:: Source material

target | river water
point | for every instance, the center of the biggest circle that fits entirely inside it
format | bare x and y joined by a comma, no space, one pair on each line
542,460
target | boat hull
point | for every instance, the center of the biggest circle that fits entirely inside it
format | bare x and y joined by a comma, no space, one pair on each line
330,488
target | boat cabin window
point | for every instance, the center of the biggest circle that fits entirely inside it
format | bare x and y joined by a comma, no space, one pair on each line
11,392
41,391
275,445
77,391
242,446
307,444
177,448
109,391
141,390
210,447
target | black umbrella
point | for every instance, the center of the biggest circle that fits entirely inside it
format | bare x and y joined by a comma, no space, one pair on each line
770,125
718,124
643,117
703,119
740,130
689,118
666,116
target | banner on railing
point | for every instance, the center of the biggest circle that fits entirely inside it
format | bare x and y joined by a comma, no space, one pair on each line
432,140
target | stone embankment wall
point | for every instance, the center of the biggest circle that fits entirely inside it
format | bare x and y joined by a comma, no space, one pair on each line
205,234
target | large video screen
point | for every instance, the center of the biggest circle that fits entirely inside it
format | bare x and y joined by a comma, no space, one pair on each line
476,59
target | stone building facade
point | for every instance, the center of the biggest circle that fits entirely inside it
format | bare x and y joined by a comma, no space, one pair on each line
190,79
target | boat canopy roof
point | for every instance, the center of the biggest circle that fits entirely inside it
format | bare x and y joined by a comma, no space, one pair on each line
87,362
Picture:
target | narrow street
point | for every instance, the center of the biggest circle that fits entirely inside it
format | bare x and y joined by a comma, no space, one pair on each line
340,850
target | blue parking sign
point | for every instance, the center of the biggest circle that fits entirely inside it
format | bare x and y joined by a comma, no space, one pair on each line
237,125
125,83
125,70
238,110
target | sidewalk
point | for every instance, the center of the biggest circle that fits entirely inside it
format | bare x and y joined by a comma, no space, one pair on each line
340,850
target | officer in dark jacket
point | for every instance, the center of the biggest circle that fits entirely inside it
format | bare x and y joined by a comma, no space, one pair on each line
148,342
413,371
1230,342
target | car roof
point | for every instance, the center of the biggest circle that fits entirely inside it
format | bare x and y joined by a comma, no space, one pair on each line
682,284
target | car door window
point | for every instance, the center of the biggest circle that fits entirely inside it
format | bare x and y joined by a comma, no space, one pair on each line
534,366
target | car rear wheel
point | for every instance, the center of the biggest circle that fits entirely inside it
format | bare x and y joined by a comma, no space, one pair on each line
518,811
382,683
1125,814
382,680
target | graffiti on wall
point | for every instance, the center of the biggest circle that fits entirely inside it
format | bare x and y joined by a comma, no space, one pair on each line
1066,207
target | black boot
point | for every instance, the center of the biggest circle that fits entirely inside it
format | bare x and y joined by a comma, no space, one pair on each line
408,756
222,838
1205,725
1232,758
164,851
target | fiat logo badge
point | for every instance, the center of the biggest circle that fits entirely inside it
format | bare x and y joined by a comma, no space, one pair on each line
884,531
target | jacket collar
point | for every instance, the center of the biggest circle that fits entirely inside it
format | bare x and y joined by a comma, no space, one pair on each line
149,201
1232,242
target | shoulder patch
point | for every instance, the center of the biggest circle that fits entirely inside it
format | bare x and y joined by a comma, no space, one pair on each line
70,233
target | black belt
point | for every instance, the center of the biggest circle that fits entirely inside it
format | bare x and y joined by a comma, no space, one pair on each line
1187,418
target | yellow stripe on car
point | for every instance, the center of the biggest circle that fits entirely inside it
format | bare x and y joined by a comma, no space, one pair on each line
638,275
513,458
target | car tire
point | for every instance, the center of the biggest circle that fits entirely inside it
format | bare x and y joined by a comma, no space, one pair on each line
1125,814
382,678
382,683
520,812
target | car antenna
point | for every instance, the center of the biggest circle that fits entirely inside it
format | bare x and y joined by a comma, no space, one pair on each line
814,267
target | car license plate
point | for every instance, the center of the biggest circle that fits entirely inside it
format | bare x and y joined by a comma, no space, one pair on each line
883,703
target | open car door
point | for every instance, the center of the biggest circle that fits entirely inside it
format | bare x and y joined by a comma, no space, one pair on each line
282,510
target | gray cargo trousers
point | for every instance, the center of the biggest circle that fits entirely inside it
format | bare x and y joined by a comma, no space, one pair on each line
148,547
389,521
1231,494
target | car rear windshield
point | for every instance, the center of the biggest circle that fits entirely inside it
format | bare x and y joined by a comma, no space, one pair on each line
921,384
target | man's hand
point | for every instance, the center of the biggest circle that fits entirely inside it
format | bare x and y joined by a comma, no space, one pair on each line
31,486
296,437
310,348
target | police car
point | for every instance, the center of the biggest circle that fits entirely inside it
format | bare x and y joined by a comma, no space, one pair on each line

::::

§ Problem
Please copy these lines again, substituting "largest circle" for every "biggest circle" and leaving everything else unchanged.

§ Solution to this task
target | river water
point | for every instance, the center of the largest circle that fits entirely inside it
format | bare x and y joined by a comma, no space, one pair on each line
542,460
target | boat hull
point | for every instance, the center of the largest circle that fits entirely inside it
format | bare x and y joined by a comma, no space, one pair on each line
330,488
target | boat cabin window
point | for every instance, the center of the largest circle that fits entirely inside it
format | bare x and y joined by a comma, no space, one pair on each line
11,392
41,391
275,445
77,391
242,446
307,444
177,448
109,391
141,390
210,447
target | black umbrella
point | for every instance, the center of the largest circle that fits entirely inside it
format | bare x and y joined by a comma, no space, one pair on each line
770,125
718,124
643,117
703,119
740,130
689,118
666,116
target | banner on railing
point | for every instance, the center of the largest circle that fits entirely inside it
format | bare x and y joined by a comma, no space, one pair on each line
432,140
target | stone embankment wall
point | for every instance, the center of the largest circle that fits entirely inside it
format | bare x and y joined by a comma, no space, one pair on each line
205,234
target | large video screen
point | for every instance, the center of the largest circle that fits entirely inside it
format | bare x and y joined by a comma, no space, one pair on each line
476,59
target | stone building facade
point | for every instance, the center of the largest circle that fits entirely inside it
format | bare x and y joined by a comma, no space, one pair on each line
190,79
target | boat canopy roof
point | for every instance, the center of the largest circle that fits entirely inside it
format | bare x and y joined by a comma, no space, one pair on each line
87,362
Picture:
target | narrow street
point | for every instance, the center of the largest circle that fits entirely inside it
format | bare x and y joined by a comma, no space, one pair on each line
340,850
target | blue parking sign
point | for every instance, the center of the largest circle that fits entirely inside it
format | bare x and y joined by a comma, no space, one pair on each line
237,125
125,83
125,70
238,110
target | sidewalk
point | for every instance, the center of the largest circle that fits entirely inside it
format | bare x and y joined by a comma, no space, one pair on each line
340,850
target | officer in dark jacket
point | for every instance, the center of the largest circle that fits entirely inside it
format | bare x and y joined by a comma, no space, one pair on each line
148,342
413,371
1230,342
target | car roof
point | for every instance, the center of the largest circle that fits entirely inside it
format | bare x and y joined by a comma, no space, one pair on each line
682,284
target | car door window
point | for every instance, the center of the largest circle that fits entirely inside it
format | bare x and y joined by a comma, no space, one pair on each line
534,366
target | car rear wheel
point | for every instance, the center of the largest circle that fits entirely inside it
format | bare x and y joined by a comma, no space, one pair on each line
518,811
382,683
1125,814
382,680
target | graffiti on wall
point | for every instance, the center of the largest circle that fits entirely inside it
format | bare x and y joined by a comma, no space, one pair on each line
1066,207
target | black boot
point | for every instance, the center of the largest circle that fits entirely inside it
format | bare x and y joined by a comma, no space, one pair on each line
408,756
222,838
1205,725
1232,758
164,851
target | fiat logo badge
point | for every instance, the center of the largest circle that fits entirely inside it
format | bare x and y joined by a comma, no space, one pair on each line
884,531
target | jacket collar
point | for every instance, the center of the largest circle that fits entirely inside it
format | bare x and y joined by a comma, no space, one pair on each line
149,201
1232,242
target | shoulder patch
point | for every instance, the center of the largest circle that fits entirely inside it
format | bare x and y joined by a comma, no space, one pair on each line
70,233
target | black belt
point | for every instance, the center of the largest circle that fits entirely inside it
format | bare x and y joined by a comma, no space, one pair on each line
1187,418
target | yellow stripe on car
point | for every instance, the center of the largest circle that fits entirely inside it
format | bare x and y joined by a comma, no space, one pair on each line
638,275
513,458
target | car tire
point | for every instance, the center of the largest circle that fits entirely inside it
format | bare x and y joined by a comma, no space, one pair on each line
1125,814
382,678
382,683
520,812
target | car antenna
point | for every instance, the center of the largest circle that fits entirely inside it
format | bare x and y joined by a comma, no space, one pair on each line
814,267
target | car license plate
point | for every instance, the center of the largest circle that fits entirely inside it
format | bare x and y joined by a comma, no space, one pair on each line
883,703
target | open car door
point | for every instance, the center of the largest circle that fits entirely inside it
format | bare x and y joined by a comma, no space, one pair on each line
282,510
target | gray cargo trousers
point | for every instance, the center of the largest circle that fits entirely inside it
format | bare x and y joined by a comma, no space, one pair on each line
148,547
389,521
1231,494
target | car rear windshield
point | for every instance, the center of the largest circle that fits entirely inside it
format | bare x and y joined by a comma, no space, one pair on each line
921,384
target | man's hand
point | for every instance, the center of the largest circle that fits entirely inside it
format | bare x and y joined by a comma, no space, one pair on each line
31,486
296,437
310,348
target | police car
point | for every instance, the center of the largest circle that fits entirely inside it
format | bare x and y joined by a comma, no space, one pair on each line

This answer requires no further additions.